» **Description of the task**
Everything from the line containing "Query: person in orange knit hat" to the final line of the records below should be given again exactly, and nothing else.

» **Given information**
++++++++++++++++++++

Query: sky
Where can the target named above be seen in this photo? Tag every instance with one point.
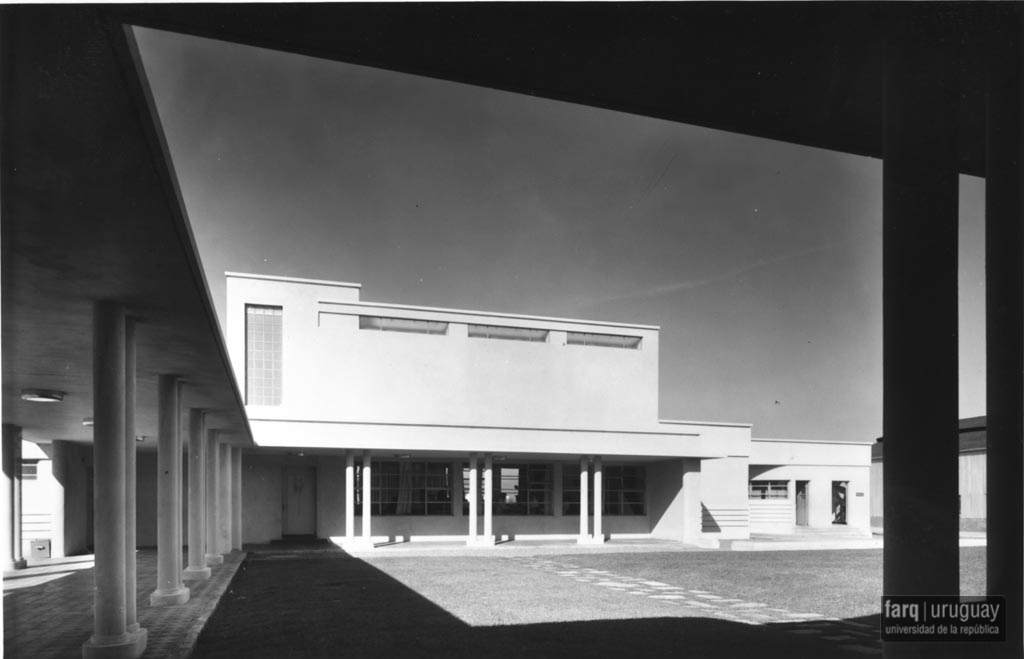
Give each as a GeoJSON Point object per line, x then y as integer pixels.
{"type": "Point", "coordinates": [760, 260]}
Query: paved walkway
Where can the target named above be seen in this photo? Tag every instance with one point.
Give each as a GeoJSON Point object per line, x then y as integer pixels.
{"type": "Point", "coordinates": [47, 609]}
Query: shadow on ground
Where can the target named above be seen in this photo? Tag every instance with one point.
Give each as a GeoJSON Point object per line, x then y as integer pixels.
{"type": "Point", "coordinates": [293, 602]}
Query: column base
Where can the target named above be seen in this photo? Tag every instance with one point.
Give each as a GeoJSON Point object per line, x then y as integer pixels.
{"type": "Point", "coordinates": [358, 543]}
{"type": "Point", "coordinates": [159, 599]}
{"type": "Point", "coordinates": [128, 646]}
{"type": "Point", "coordinates": [192, 574]}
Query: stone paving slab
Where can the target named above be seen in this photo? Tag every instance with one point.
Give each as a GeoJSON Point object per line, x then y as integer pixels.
{"type": "Point", "coordinates": [47, 610]}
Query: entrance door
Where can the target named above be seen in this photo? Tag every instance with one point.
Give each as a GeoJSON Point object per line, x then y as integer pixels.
{"type": "Point", "coordinates": [801, 502]}
{"type": "Point", "coordinates": [840, 491]}
{"type": "Point", "coordinates": [299, 501]}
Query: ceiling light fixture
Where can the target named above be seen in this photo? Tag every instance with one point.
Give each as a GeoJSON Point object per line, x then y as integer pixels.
{"type": "Point", "coordinates": [42, 395]}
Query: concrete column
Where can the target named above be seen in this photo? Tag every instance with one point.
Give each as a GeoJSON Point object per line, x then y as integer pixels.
{"type": "Point", "coordinates": [558, 485]}
{"type": "Point", "coordinates": [237, 497]}
{"type": "Point", "coordinates": [170, 589]}
{"type": "Point", "coordinates": [921, 92]}
{"type": "Point", "coordinates": [458, 489]}
{"type": "Point", "coordinates": [198, 568]}
{"type": "Point", "coordinates": [367, 494]}
{"type": "Point", "coordinates": [692, 518]}
{"type": "Point", "coordinates": [598, 500]}
{"type": "Point", "coordinates": [213, 555]}
{"type": "Point", "coordinates": [584, 499]}
{"type": "Point", "coordinates": [349, 496]}
{"type": "Point", "coordinates": [11, 489]}
{"type": "Point", "coordinates": [224, 498]}
{"type": "Point", "coordinates": [488, 500]}
{"type": "Point", "coordinates": [792, 490]}
{"type": "Point", "coordinates": [131, 574]}
{"type": "Point", "coordinates": [474, 488]}
{"type": "Point", "coordinates": [58, 533]}
{"type": "Point", "coordinates": [111, 636]}
{"type": "Point", "coordinates": [1005, 319]}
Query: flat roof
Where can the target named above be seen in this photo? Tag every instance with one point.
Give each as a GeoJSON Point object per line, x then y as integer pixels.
{"type": "Point", "coordinates": [489, 314]}
{"type": "Point", "coordinates": [275, 277]}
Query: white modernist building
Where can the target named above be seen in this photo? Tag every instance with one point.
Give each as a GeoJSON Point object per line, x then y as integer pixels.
{"type": "Point", "coordinates": [375, 422]}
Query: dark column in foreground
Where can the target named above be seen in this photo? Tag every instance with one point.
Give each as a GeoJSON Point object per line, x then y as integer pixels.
{"type": "Point", "coordinates": [1005, 319]}
{"type": "Point", "coordinates": [920, 211]}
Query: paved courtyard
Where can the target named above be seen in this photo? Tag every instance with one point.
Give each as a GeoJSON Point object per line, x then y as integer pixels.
{"type": "Point", "coordinates": [296, 601]}
{"type": "Point", "coordinates": [47, 609]}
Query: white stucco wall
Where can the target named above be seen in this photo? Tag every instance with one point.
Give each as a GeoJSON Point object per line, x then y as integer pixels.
{"type": "Point", "coordinates": [724, 501]}
{"type": "Point", "coordinates": [333, 370]}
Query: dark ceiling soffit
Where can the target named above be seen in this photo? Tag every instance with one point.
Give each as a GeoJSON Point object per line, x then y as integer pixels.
{"type": "Point", "coordinates": [693, 62]}
{"type": "Point", "coordinates": [130, 63]}
{"type": "Point", "coordinates": [573, 53]}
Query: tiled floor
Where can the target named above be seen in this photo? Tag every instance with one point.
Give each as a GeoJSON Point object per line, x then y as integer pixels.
{"type": "Point", "coordinates": [47, 609]}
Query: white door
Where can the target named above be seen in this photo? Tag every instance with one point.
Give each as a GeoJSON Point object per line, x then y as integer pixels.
{"type": "Point", "coordinates": [300, 500]}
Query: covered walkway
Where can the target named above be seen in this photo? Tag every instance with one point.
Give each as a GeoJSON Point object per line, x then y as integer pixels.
{"type": "Point", "coordinates": [47, 608]}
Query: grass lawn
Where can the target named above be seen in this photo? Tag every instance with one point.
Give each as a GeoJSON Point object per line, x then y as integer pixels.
{"type": "Point", "coordinates": [328, 604]}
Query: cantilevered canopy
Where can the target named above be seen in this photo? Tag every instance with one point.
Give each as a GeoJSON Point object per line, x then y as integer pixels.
{"type": "Point", "coordinates": [90, 203]}
{"type": "Point", "coordinates": [91, 212]}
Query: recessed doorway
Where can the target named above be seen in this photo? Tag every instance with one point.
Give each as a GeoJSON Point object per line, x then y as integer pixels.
{"type": "Point", "coordinates": [299, 501]}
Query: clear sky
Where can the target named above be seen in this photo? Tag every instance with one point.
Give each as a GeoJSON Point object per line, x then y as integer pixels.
{"type": "Point", "coordinates": [760, 260]}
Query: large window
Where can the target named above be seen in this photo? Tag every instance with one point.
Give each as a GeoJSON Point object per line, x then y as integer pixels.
{"type": "Point", "coordinates": [570, 489]}
{"type": "Point", "coordinates": [624, 486]}
{"type": "Point", "coordinates": [769, 489]}
{"type": "Point", "coordinates": [624, 489]}
{"type": "Point", "coordinates": [507, 334]}
{"type": "Point", "coordinates": [523, 489]}
{"type": "Point", "coordinates": [263, 355]}
{"type": "Point", "coordinates": [411, 325]}
{"type": "Point", "coordinates": [407, 488]}
{"type": "Point", "coordinates": [602, 340]}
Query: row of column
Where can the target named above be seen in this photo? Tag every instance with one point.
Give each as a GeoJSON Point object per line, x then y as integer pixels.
{"type": "Point", "coordinates": [588, 465]}
{"type": "Point", "coordinates": [214, 491]}
{"type": "Point", "coordinates": [214, 498]}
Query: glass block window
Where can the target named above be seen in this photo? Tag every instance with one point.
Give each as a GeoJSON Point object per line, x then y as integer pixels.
{"type": "Point", "coordinates": [602, 340]}
{"type": "Point", "coordinates": [769, 489]}
{"type": "Point", "coordinates": [263, 355]}
{"type": "Point", "coordinates": [624, 489]}
{"type": "Point", "coordinates": [508, 334]}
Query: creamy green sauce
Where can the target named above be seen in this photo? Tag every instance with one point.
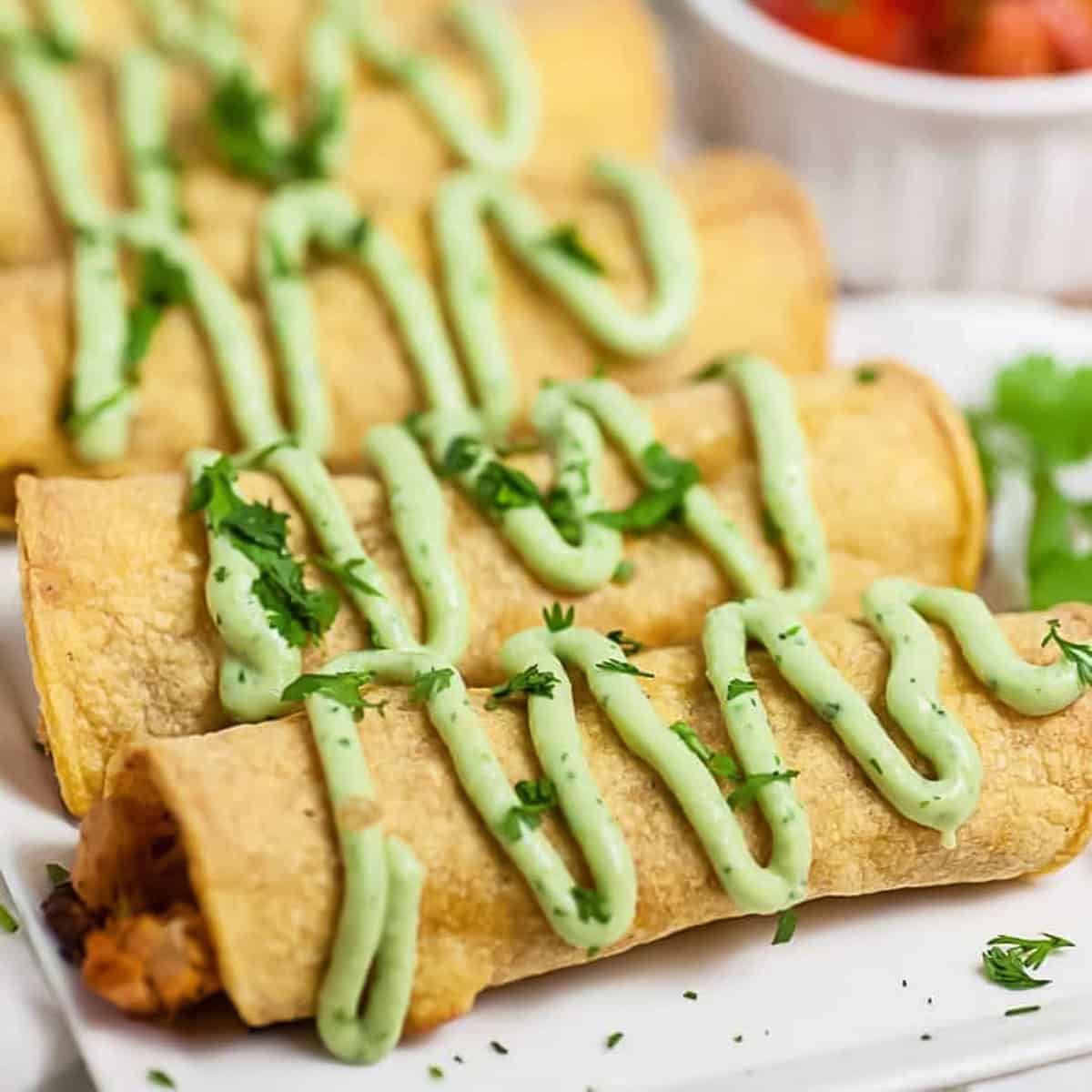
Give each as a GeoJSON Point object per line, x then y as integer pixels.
{"type": "Point", "coordinates": [376, 938]}
{"type": "Point", "coordinates": [464, 201]}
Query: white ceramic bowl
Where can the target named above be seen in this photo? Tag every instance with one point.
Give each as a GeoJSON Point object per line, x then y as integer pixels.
{"type": "Point", "coordinates": [921, 180]}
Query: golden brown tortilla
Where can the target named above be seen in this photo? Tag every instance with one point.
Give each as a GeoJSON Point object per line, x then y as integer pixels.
{"type": "Point", "coordinates": [255, 825]}
{"type": "Point", "coordinates": [114, 571]}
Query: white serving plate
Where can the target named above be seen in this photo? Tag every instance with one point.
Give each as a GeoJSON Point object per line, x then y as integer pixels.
{"type": "Point", "coordinates": [824, 1013]}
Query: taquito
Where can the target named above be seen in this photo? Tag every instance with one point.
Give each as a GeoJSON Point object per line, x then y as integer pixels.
{"type": "Point", "coordinates": [114, 572]}
{"type": "Point", "coordinates": [241, 819]}
{"type": "Point", "coordinates": [764, 288]}
{"type": "Point", "coordinates": [394, 156]}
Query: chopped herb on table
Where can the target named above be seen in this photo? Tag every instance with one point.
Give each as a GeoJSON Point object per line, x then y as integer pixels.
{"type": "Point", "coordinates": [786, 926]}
{"type": "Point", "coordinates": [1022, 1010]}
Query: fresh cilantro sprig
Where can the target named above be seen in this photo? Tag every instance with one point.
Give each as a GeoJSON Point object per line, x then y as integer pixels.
{"type": "Point", "coordinates": [719, 763]}
{"type": "Point", "coordinates": [565, 239]}
{"type": "Point", "coordinates": [660, 502]}
{"type": "Point", "coordinates": [1036, 423]}
{"type": "Point", "coordinates": [628, 645]}
{"type": "Point", "coordinates": [162, 285]}
{"type": "Point", "coordinates": [239, 118]}
{"type": "Point", "coordinates": [531, 681]}
{"type": "Point", "coordinates": [535, 797]}
{"type": "Point", "coordinates": [1032, 951]}
{"type": "Point", "coordinates": [299, 614]}
{"type": "Point", "coordinates": [342, 687]}
{"type": "Point", "coordinates": [745, 795]}
{"type": "Point", "coordinates": [427, 685]}
{"type": "Point", "coordinates": [345, 572]}
{"type": "Point", "coordinates": [557, 620]}
{"type": "Point", "coordinates": [1079, 655]}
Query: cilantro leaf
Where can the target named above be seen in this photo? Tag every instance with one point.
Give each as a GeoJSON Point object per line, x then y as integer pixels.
{"type": "Point", "coordinates": [591, 905]}
{"type": "Point", "coordinates": [342, 687]}
{"type": "Point", "coordinates": [259, 532]}
{"type": "Point", "coordinates": [720, 764]}
{"type": "Point", "coordinates": [622, 667]}
{"type": "Point", "coordinates": [344, 572]}
{"type": "Point", "coordinates": [427, 685]}
{"type": "Point", "coordinates": [628, 645]}
{"type": "Point", "coordinates": [566, 240]}
{"type": "Point", "coordinates": [660, 502]}
{"type": "Point", "coordinates": [530, 682]}
{"type": "Point", "coordinates": [557, 620]}
{"type": "Point", "coordinates": [747, 793]}
{"type": "Point", "coordinates": [786, 926]}
{"type": "Point", "coordinates": [1080, 655]}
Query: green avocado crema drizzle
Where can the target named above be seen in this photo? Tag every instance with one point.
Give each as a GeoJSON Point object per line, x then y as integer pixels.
{"type": "Point", "coordinates": [380, 907]}
{"type": "Point", "coordinates": [255, 134]}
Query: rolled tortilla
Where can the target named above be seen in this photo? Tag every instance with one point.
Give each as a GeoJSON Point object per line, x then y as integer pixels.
{"type": "Point", "coordinates": [394, 157]}
{"type": "Point", "coordinates": [764, 288]}
{"type": "Point", "coordinates": [268, 889]}
{"type": "Point", "coordinates": [114, 572]}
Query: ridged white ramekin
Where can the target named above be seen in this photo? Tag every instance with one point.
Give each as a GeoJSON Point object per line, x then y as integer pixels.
{"type": "Point", "coordinates": [922, 180]}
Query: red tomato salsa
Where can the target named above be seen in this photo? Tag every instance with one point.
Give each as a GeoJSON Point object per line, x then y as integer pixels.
{"type": "Point", "coordinates": [971, 37]}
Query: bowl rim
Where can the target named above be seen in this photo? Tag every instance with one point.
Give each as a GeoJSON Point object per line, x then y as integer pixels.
{"type": "Point", "coordinates": [1026, 97]}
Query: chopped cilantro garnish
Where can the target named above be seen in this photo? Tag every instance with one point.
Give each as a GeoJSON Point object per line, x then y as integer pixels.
{"type": "Point", "coordinates": [721, 765]}
{"type": "Point", "coordinates": [1079, 655]}
{"type": "Point", "coordinates": [622, 667]}
{"type": "Point", "coordinates": [530, 682]}
{"type": "Point", "coordinates": [746, 794]}
{"type": "Point", "coordinates": [566, 240]}
{"type": "Point", "coordinates": [628, 645]}
{"type": "Point", "coordinates": [8, 921]}
{"type": "Point", "coordinates": [656, 503]}
{"type": "Point", "coordinates": [535, 797]}
{"type": "Point", "coordinates": [713, 370]}
{"type": "Point", "coordinates": [299, 614]}
{"type": "Point", "coordinates": [461, 456]}
{"type": "Point", "coordinates": [786, 926]}
{"type": "Point", "coordinates": [344, 572]}
{"type": "Point", "coordinates": [359, 234]}
{"type": "Point", "coordinates": [498, 489]}
{"type": "Point", "coordinates": [557, 620]}
{"type": "Point", "coordinates": [56, 874]}
{"type": "Point", "coordinates": [342, 687]}
{"type": "Point", "coordinates": [591, 905]}
{"type": "Point", "coordinates": [427, 685]}
{"type": "Point", "coordinates": [239, 115]}
{"type": "Point", "coordinates": [623, 572]}
{"type": "Point", "coordinates": [737, 687]}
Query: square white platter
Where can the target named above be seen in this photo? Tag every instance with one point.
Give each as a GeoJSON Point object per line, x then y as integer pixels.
{"type": "Point", "coordinates": [882, 994]}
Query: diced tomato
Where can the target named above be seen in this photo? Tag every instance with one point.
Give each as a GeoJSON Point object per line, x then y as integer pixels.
{"type": "Point", "coordinates": [1068, 25]}
{"type": "Point", "coordinates": [975, 37]}
{"type": "Point", "coordinates": [1010, 39]}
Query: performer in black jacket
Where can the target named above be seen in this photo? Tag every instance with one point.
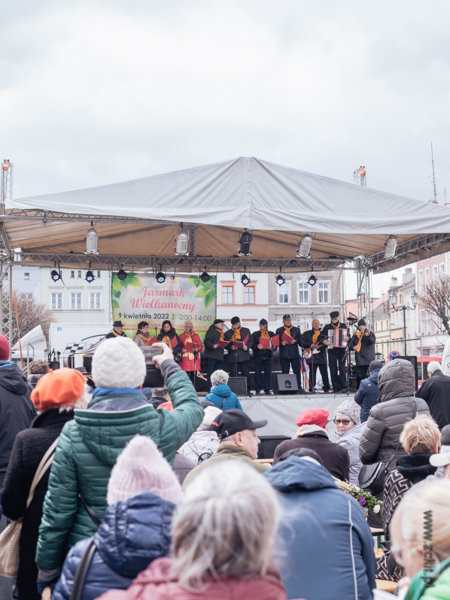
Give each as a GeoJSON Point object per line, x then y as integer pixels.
{"type": "Point", "coordinates": [167, 334]}
{"type": "Point", "coordinates": [289, 353]}
{"type": "Point", "coordinates": [336, 356]}
{"type": "Point", "coordinates": [212, 352]}
{"type": "Point", "coordinates": [117, 331]}
{"type": "Point", "coordinates": [363, 343]}
{"type": "Point", "coordinates": [313, 340]}
{"type": "Point", "coordinates": [239, 358]}
{"type": "Point", "coordinates": [263, 359]}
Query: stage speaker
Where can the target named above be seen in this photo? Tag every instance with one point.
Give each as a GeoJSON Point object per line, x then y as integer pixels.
{"type": "Point", "coordinates": [287, 383]}
{"type": "Point", "coordinates": [413, 361]}
{"type": "Point", "coordinates": [266, 449]}
{"type": "Point", "coordinates": [238, 385]}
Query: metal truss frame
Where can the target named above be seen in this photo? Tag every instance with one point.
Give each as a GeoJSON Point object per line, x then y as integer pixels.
{"type": "Point", "coordinates": [178, 263]}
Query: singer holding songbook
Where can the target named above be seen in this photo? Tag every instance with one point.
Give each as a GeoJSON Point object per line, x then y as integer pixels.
{"type": "Point", "coordinates": [169, 336]}
{"type": "Point", "coordinates": [238, 350]}
{"type": "Point", "coordinates": [262, 354]}
{"type": "Point", "coordinates": [316, 355]}
{"type": "Point", "coordinates": [290, 340]}
{"type": "Point", "coordinates": [191, 346]}
{"type": "Point", "coordinates": [214, 339]}
{"type": "Point", "coordinates": [336, 354]}
{"type": "Point", "coordinates": [363, 343]}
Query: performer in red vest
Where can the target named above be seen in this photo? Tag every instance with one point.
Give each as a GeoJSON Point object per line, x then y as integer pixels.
{"type": "Point", "coordinates": [190, 357]}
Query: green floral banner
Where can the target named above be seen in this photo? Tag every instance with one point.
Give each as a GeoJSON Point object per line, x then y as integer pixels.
{"type": "Point", "coordinates": [179, 299]}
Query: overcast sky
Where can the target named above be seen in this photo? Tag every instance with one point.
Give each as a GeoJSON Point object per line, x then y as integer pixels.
{"type": "Point", "coordinates": [99, 91]}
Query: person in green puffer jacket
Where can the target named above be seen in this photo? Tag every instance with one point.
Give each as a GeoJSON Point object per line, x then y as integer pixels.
{"type": "Point", "coordinates": [89, 445]}
{"type": "Point", "coordinates": [420, 539]}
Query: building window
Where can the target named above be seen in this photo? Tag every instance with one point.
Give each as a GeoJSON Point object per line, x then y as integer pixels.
{"type": "Point", "coordinates": [420, 282]}
{"type": "Point", "coordinates": [56, 300]}
{"type": "Point", "coordinates": [303, 293]}
{"type": "Point", "coordinates": [95, 300]}
{"type": "Point", "coordinates": [249, 295]}
{"type": "Point", "coordinates": [435, 273]}
{"type": "Point", "coordinates": [228, 294]}
{"type": "Point", "coordinates": [283, 293]}
{"type": "Point", "coordinates": [75, 301]}
{"type": "Point", "coordinates": [324, 293]}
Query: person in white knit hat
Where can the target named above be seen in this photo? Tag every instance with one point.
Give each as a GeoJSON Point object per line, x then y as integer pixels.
{"type": "Point", "coordinates": [89, 448]}
{"type": "Point", "coordinates": [143, 492]}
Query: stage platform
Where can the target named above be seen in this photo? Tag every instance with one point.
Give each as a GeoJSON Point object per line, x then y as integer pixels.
{"type": "Point", "coordinates": [282, 410]}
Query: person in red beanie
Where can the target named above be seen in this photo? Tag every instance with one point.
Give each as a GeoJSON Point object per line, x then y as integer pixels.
{"type": "Point", "coordinates": [56, 395]}
{"type": "Point", "coordinates": [312, 433]}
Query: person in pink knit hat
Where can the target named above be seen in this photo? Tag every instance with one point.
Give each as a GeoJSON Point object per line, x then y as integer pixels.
{"type": "Point", "coordinates": [223, 535]}
{"type": "Point", "coordinates": [143, 492]}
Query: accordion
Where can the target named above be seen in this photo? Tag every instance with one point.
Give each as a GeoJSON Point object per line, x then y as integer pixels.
{"type": "Point", "coordinates": [336, 338]}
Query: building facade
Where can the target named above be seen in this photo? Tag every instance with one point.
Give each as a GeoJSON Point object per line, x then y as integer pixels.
{"type": "Point", "coordinates": [305, 302]}
{"type": "Point", "coordinates": [250, 303]}
{"type": "Point", "coordinates": [73, 300]}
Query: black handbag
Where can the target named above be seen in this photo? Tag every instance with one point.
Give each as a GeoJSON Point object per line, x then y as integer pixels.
{"type": "Point", "coordinates": [82, 571]}
{"type": "Point", "coordinates": [371, 478]}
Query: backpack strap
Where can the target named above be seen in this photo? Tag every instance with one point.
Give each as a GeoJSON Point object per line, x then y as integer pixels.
{"type": "Point", "coordinates": [43, 466]}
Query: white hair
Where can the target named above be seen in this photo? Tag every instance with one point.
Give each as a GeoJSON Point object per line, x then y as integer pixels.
{"type": "Point", "coordinates": [426, 502]}
{"type": "Point", "coordinates": [219, 377]}
{"type": "Point", "coordinates": [225, 525]}
{"type": "Point", "coordinates": [434, 366]}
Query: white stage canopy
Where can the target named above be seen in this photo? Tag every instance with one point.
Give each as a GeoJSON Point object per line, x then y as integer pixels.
{"type": "Point", "coordinates": [217, 202]}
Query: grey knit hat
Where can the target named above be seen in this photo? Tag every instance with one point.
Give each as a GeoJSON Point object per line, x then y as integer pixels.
{"type": "Point", "coordinates": [351, 409]}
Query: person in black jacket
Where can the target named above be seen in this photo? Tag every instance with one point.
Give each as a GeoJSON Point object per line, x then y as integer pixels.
{"type": "Point", "coordinates": [117, 331]}
{"type": "Point", "coordinates": [289, 352]}
{"type": "Point", "coordinates": [336, 356]}
{"type": "Point", "coordinates": [167, 334]}
{"type": "Point", "coordinates": [436, 393]}
{"type": "Point", "coordinates": [239, 358]}
{"type": "Point", "coordinates": [313, 340]}
{"type": "Point", "coordinates": [16, 414]}
{"type": "Point", "coordinates": [57, 394]}
{"type": "Point", "coordinates": [212, 352]}
{"type": "Point", "coordinates": [363, 343]}
{"type": "Point", "coordinates": [263, 359]}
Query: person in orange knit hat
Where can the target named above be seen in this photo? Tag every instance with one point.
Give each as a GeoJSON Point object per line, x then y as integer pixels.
{"type": "Point", "coordinates": [56, 395]}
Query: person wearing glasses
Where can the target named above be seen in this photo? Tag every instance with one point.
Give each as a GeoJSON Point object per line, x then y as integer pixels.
{"type": "Point", "coordinates": [349, 428]}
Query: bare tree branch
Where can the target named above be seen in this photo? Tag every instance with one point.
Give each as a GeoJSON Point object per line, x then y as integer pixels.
{"type": "Point", "coordinates": [31, 314]}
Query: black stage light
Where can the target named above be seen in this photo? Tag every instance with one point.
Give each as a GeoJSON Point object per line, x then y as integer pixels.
{"type": "Point", "coordinates": [245, 242]}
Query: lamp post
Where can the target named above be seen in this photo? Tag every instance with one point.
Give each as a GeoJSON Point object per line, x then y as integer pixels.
{"type": "Point", "coordinates": [393, 298]}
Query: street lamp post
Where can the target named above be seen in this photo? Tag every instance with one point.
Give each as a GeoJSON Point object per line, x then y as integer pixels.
{"type": "Point", "coordinates": [393, 298]}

++++++++++++++++++++

» **Task result**
Query: person in orange knit hat
Where can the target named above be seen in this photo? Tag every instance with one point.
Give each as a GeoJSON Point object per line, x then y as integer pixels.
{"type": "Point", "coordinates": [56, 395]}
Query: person wearing glasses
Where can the target named above be seen in this photo? Tag every instance with one point.
Give each as a GeoJSON Point object per line, x then y as integer pixels.
{"type": "Point", "coordinates": [349, 428]}
Query: bare tree branch
Where can the target named above be seen in this photo? Tag every instance with one point.
Give each as a GeoJSON Point object per line, x then y as integer pixels.
{"type": "Point", "coordinates": [31, 314]}
Query: black stage light
Where can the target named above be seen in this photo? Tag every instance with one point.
Give each as a GeoJSON Point object per line, x then y as integer pixels.
{"type": "Point", "coordinates": [245, 242]}
Query: lamp post
Where can the target named above be seen in this photo? Tag every instance with one point.
Give each as a GeoJSON Point object per line, x then y as integer pixels.
{"type": "Point", "coordinates": [393, 298]}
Query: street lamp post
Where can the target named above be seen in this photo? Tag every instance with one point.
Give each as a GeoJSON Point object per line, x then y as integer pixels.
{"type": "Point", "coordinates": [393, 298]}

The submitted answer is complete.